───── Supplied text
Rents increasing despite coronavirus crisis

Update 12:40 p.m. - Interior Minister Kajsa Ollongren responded, saying that tenants in a difficult financial situation should try to find a solution with their landlord if the rent increase, equal to slightly more than inflation, is unaffordable. She said in Parliament she will not freeze rent despite opposition outcry, because the housing corporations also need capital to continue construction of new and sustainable housing.

Despite the coronavirus crisis, many tenants in the Netherlands will face rent increases as of July 1. Instead of postponing annual rent increases due to the crisis, many landlords opted for more moderate increases than usual, they said to Financieele Dagblad. But tenants' association Woonbond said it is getting reports of substantial increases. 

The interest group for institutional investors IVBN advised its members to limit rent increases to inflation plus 1 percent, instead of the usual inflation plus 2.5 percent, due to the crisis. Exactly how much that will turn out to be, depends on which inflation is in the tenant's contract. In April, inflation was 1.4 percent, and at the  end of 2019 it was 2.6 percent.

Amvest, with over 20 thousand tenants, is increasing rents by 2.6 percent per July. At Vesteda, 27 thousand rental properties, rents will increase by an average of 2.5 percent. Syntrus Achmea, 23,500 rental properties, told FD it is increasing rents by inflation plus 1 percent.

Annemarie Maarse of Syntrys Achmea told the newspaper that they decided to rather find a "tailor-made solution" for tenants who are in financial problems due to the crisis than postpone the rent increase. "For our tenants, postponing the rent increase to October 1 would mean a windfall of 25 euros per month. For tenants who are really affected by the crisis, 25 euros is an amount that is of little use to them," she said. Amvest and Vesteda also told FD that tenants in trouble can come to them to look for a tailor-made solution. Both said that only around 1 percent of their tenants reported being in trouble. 

According to a survey by Aedes, the association for housing corporations, about one in ten housing corporations decided to postpone their rent increase due to the coronavirus crisis. The rest are increasing rents by 2.5 percent on average - below the inflation rate of 2.6 percent on average, which is in line with the Social Rental Agreement made with Woonbond. About 14 percent of housing corporations' rent increases are above inflation.
──────────
───── Dataset content
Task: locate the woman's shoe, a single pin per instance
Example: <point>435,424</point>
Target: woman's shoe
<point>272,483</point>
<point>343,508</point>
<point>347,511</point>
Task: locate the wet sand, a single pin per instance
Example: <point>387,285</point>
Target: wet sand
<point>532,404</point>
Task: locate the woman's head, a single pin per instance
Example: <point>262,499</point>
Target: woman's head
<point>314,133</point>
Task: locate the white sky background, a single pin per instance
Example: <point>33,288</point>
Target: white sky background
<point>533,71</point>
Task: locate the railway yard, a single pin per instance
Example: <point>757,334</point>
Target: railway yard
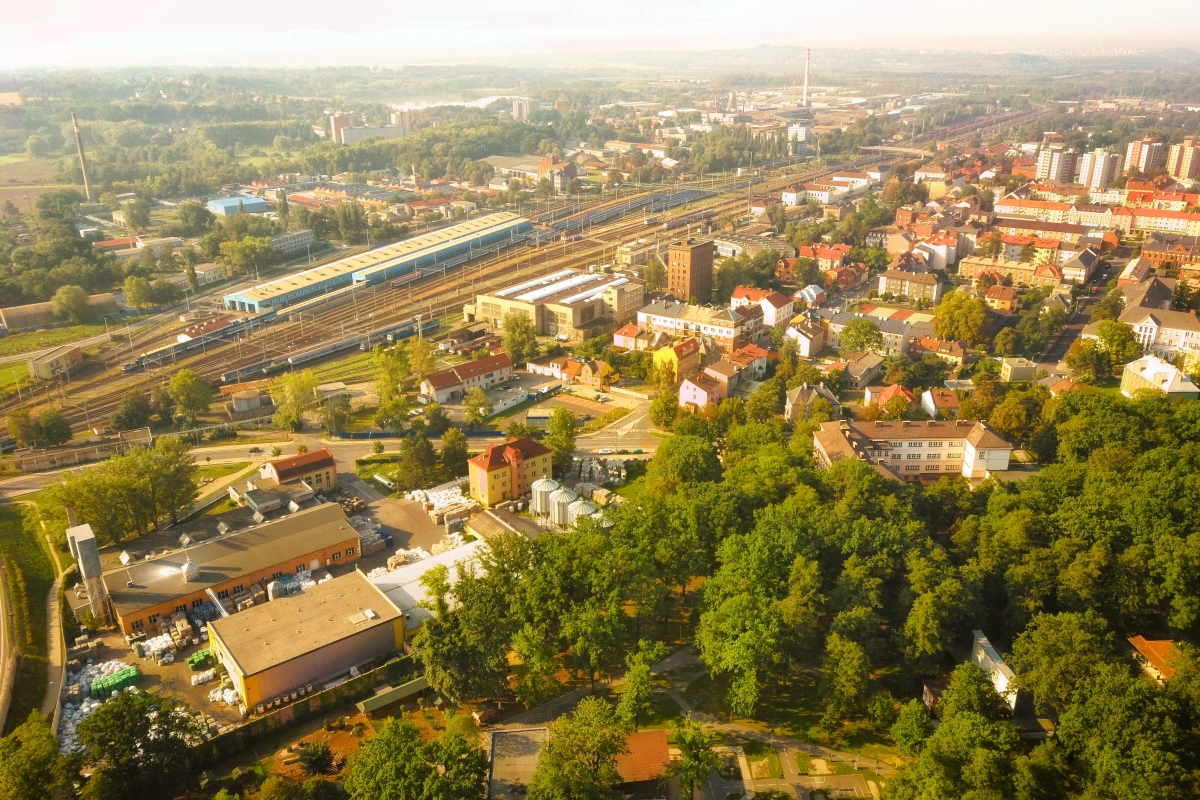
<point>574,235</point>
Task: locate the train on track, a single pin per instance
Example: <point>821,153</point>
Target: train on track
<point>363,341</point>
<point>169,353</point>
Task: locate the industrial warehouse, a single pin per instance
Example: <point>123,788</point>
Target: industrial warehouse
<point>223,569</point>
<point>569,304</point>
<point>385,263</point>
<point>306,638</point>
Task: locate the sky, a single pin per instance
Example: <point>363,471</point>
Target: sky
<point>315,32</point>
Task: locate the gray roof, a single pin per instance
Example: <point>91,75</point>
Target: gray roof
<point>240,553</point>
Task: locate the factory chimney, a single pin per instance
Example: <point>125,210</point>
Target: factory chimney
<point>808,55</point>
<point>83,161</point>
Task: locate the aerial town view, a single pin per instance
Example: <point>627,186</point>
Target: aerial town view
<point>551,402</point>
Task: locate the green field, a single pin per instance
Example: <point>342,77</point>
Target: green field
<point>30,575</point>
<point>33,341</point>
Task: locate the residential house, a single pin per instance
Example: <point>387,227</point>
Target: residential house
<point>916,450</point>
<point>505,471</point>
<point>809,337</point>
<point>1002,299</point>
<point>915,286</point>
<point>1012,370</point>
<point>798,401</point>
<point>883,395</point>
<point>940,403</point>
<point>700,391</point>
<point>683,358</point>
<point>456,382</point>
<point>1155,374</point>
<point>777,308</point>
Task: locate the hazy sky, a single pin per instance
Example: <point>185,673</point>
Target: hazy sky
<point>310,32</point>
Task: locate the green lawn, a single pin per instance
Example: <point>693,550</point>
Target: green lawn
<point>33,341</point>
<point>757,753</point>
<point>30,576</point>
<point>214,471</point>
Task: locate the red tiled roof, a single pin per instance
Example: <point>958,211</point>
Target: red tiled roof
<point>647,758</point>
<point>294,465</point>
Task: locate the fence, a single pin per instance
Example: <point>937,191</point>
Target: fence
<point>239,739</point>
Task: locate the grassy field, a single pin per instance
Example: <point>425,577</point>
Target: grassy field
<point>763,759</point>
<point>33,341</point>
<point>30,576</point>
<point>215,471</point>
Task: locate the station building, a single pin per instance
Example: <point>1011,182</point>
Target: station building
──────────
▸ **Task A**:
Answer these questions from the article on Dutch rent increases, one line each, marked the same way:
(i) By what percentage is Amvest raising rents per July?
(ii) What was the inflation rate in April?
(iii) According to the Aedes survey, about what share of housing corporations postponed their rent increase?
▸ **Task B**: Rewrite the passage of the article on Dutch rent increases that begins at the words "Despite the coronavirus" and stops after "was 2.6 percent.", swapping "Financieele Dagblad" for "FD".
▸ **Task C**: Please go on with the article on Dutch rent increases from the point where it stops.

▸ **Response area A**:
(i) 2.6 percent
(ii) 1.4 percent
(iii) About one in ten

▸ **Response area B**:
Despite the coronavirus crisis, many tenants in the Netherlands will face rent increases as of July 1. Instead of postponing annual rent increases due to the crisis, many landlords opted for more moderate increases than usual, they said to FD. But tenants' association Woonbond said it is getting reports of substantial increases. 

The interest group for institutional investors IVBN advised its members to limit rent increases to inflation plus 1 percent, instead of the usual inflation plus 2.5 percent, due to the crisis. Exactly how much that will turn out to be, depends on which inflation is in the tenant's contract. In April, inflation was 1.4 percent, and at the  end of 2019 it was 2.6 percent.

▸ **Response area C**:
According to Vastgoed Belang, interest group for private realty investors, part of the investors decided to postpone or even abandon the rent increase this year. For the rest, Vasgoed Belang urged a "moderate" increase. 

But according to tenants' association Woonbond, not all landlords are being reasonable. "There are still quite a few reports of rents that are simply increased with the full blow. This often concerns inflation plus five percent. That is bizarrely high anyway, but now completely so," Woonbond director Paulus Jansen said to the newspaper. 

Over the past weeks, tenants' organizations called for rent increases to be postponed for the time being, arguing that many tenants may end up with lower income due to the coronavirus crisis. Left-wing opposition parties and the PVV called on the Ministry of Home Affairs, which covers Housing, to freeze all rents in the Netherlands. But the Ministry opted for making it possible to extend expiring lease contracts, and to arrange with landlords to not evict anyone during the crisis.

The Ministry now told FD that tenants who need help with their rents can best be reached with customization and not with a stop to all rent increases. Rent increases also ensure that necessary investments can be made in existing rental properties, such as to make them more sustainable, and that new construction can continue, the Ministry said.